• [GIVEN PASSAGE]
--*--
Situated in the heart of London’s East End arts community and opposite the world-renowned Whitechapel Gallery, the MA Photography course at Sir John Cass Faculty of Art, Media and Design offers a rich and exciting environment within which to explore contemporary photographic arts practice. The course itself is practice based and attracts students from a wide variety of cultural and academic backgrounds with broad ranging levels of prior experience in the field of photography. This demographic leads to a rich mix of attitudes and opinions, stimulating debate within the cohort and contributing to the production of work that engages with a cross-section of issues within the discipline.
The current graduating students of 2011 are highly representative of this scope of engagement: Kasia Kosaka’s work explores the relationship between cultures through her own experience as a Polish woman married to a Japanese man. She utilises old family photographs and re-presents them as composites, challenging stereotypes and underscoring common experience, rather than difference. Santa Piterniece also uses old family photographs in making her work but she is exploring the psychological baggage that individuals carry with them, producing images that project significant elements of the past into the present. Andrew Kennedy also employs a highly personal approach in creating his work, making close, intimate photographs of his partner, which raise questions about the relationship between the subjective gaze and the public context within which the images are seen.
In contrast to this, Antonio Rizzello takes a more traditional documentary approach to his work, exploring the lives of the fishmongers at Billingsgate Market. Through frequent visits he has built up a relationship with those who work there and gained access to their lives and stories. Likewise, Michele Clement-Delbos has sought to make a document of contemporary life but this time in Golborne Rd London W10, a street of independent shops whose livelihoods have become uncertain due to political changes and market forces. Her work re-creates what the street “feels” like by making digital collages of the exterior and interior spaces. Ian Farrant is also engaged in documenting but in his case it is through making portraits and using text: As a disabled photographer, his series The Para-Olympians explores not only the heroic struggle it takes to become an Olympic athlete but also the compelling relationship between photographer and subject. Another of his current projects, Veterans, which depicts ex-soldiers from the Second World War and other more recent conflicts, together with stories supplied by the subjects, examines similar themes.
Maria Begasse also investigates the relationship between photographic image and text, but in her case responding to the poetry of Fernando Pessoa; she works in a personal, intuitive way, exploring the process of making work. Sophia Borges is similarly interested in the process of making art and through the use of various techniques she investigates the potential for the photographic expression of time beyond the decisive moment. Karin Manunapichu too looks at time and space using photographic series and time-lapse footage to explore the relationship between his birth culture and his temporarily adopted home in London. Amin Kojoori is also concerned with cultural representations but his work references traditional Persian Miniatures, highly complex paintings from Iran, which he responds to through contemporary story telling and the use of digital photographic techniques.
--*--
• [RAW DATA]

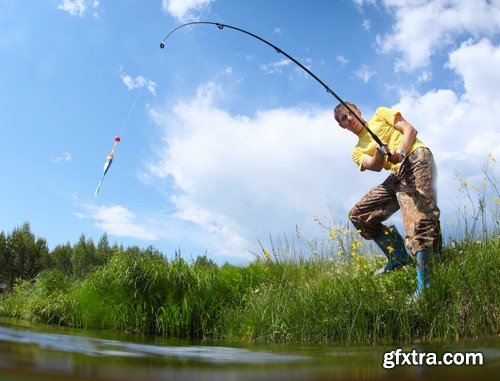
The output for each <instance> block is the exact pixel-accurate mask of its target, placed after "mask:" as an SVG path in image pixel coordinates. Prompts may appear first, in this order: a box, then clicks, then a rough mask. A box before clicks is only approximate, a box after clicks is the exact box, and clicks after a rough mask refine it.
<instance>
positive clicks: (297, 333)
mask: <svg viewBox="0 0 500 381" xmlns="http://www.w3.org/2000/svg"><path fill="white" fill-rule="evenodd" d="M264 254H265V255H263V256H262V258H260V259H257V260H256V261H254V262H253V263H251V264H249V265H248V266H244V267H235V266H231V265H224V266H221V267H219V266H216V265H214V264H213V263H211V262H210V261H197V262H196V263H192V264H188V263H186V262H185V261H184V260H183V259H181V258H180V257H176V258H175V259H173V260H170V261H168V260H167V259H166V258H165V257H164V256H163V255H161V254H159V253H155V252H153V251H151V252H149V254H147V255H146V254H144V253H137V252H136V251H134V250H115V252H114V253H113V254H112V256H111V258H110V259H109V261H108V262H107V263H105V264H103V265H100V266H97V267H95V268H94V269H93V270H92V271H90V272H88V273H87V274H86V276H84V277H83V278H80V279H77V278H75V277H71V276H69V275H67V274H65V273H64V272H62V271H61V270H60V269H48V270H45V271H43V272H42V273H40V274H39V275H38V276H37V277H36V278H35V280H34V281H29V280H26V281H21V282H19V283H17V284H16V286H15V287H14V289H13V291H12V292H10V293H5V294H4V295H3V296H2V299H1V306H0V314H1V315H3V316H10V317H16V318H20V319H26V320H30V321H37V322H44V323H51V324H60V325H66V326H71V327H81V328H98V329H114V330H122V331H130V332H140V333H144V334H151V335H165V336H168V337H178V338H191V339H229V340H251V341H263V342H265V341H274V342H289V341H293V342H310V343H341V344H345V343H348V344H375V343H382V342H413V341H418V340H425V341H428V340H434V339H446V340H450V339H452V340H455V339H461V338H469V337H484V336H490V335H495V334H498V332H499V312H500V311H499V295H500V276H499V269H500V240H499V239H498V238H491V239H488V240H485V241H482V242H474V243H465V242H464V243H463V244H460V245H457V246H456V247H454V248H447V249H446V250H445V253H444V256H443V258H442V261H441V263H439V264H437V265H436V266H435V273H434V276H433V285H432V288H430V289H429V290H428V292H427V293H426V294H425V297H424V298H423V299H422V300H421V302H420V303H418V304H417V305H414V304H410V303H408V298H409V296H410V295H411V293H412V292H413V290H414V288H415V274H414V273H415V267H414V266H407V267H406V268H404V269H403V270H399V271H397V272H395V273H392V274H390V275H387V276H384V277H380V278H374V277H373V276H372V273H373V271H374V270H375V269H376V268H377V267H378V266H379V265H380V264H381V263H382V262H383V259H382V258H376V257H373V256H371V255H370V256H368V255H367V256H364V255H357V256H355V258H354V257H353V258H354V259H353V260H349V261H341V260H337V259H334V258H333V257H332V256H331V255H330V256H329V255H320V256H313V257H310V258H309V259H307V260H306V259H302V260H287V259H285V258H284V257H283V256H280V258H276V255H272V254H271V255H269V254H268V253H267V252H265V253H264Z"/></svg>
--*--
• [INSTRUCTIONS]
1. In the MA Photography passage, where do the fishmongers photographed by Antonio Rizzello work?
2. Name every student mentioned in the paragraph of the MA Photography passage that begins "Maria Begasse also investigates."
3. Write the next part of the MA Photography passage, picking up after its final sentence.
Nothing in the listing is needed here.

• [RESULTS OF THE TASKS]
1. Billingsgate Market.

2. Maria Begasse, Sophia Borges, Karin Manunapichu, Amin Kojoori

3.
The wide variety of subject matter, concepts and techniques reflected in the work produced by the students, mirrors both the nature of the course and its location, whilst the clustering of interests reflects both the taught modules and research concerns within the department. Students have been in encouraged to make work that is of strong personal interest in a manner that suits their working practice and it is this that helps promote the fulfilment of their potential. Many would say that it is a difficult time to graduate when the economic climate is so uncertain but what is clear is that such a period calls for artists who can rise to the challenges with good ideas that are well executed and who can respond to the world with genuine interest, curiosity and above all with integrity. These graduates have such qualities and with dedication and commitment to their objectives I believe that an exciting and fulfilling future lies ahead of them.
Susan Andrews MA Photography Course Leader
The current graduating students of 2011 are highly representative of this scope of engagement: Kasia Kosaka’s work explores the relationship between cultures through her own experience as a Polish woman married to a Japanese man. She utilises old family photographs and re-presents them as composites, challenging stereotypes and underscoring common experience, rather than difference. Santa Piterniece also uses old family photographs in making her work but she is exploring the psychological baggage that individuals carry with them, producing images that project significant elements of the past into the present. Andrew Kennedy also employs a highly personal approach in creating his work, making close, intimate photographs of his partner, which raise questions about the relationship between the subjective gaze and the public context within which the images are seen.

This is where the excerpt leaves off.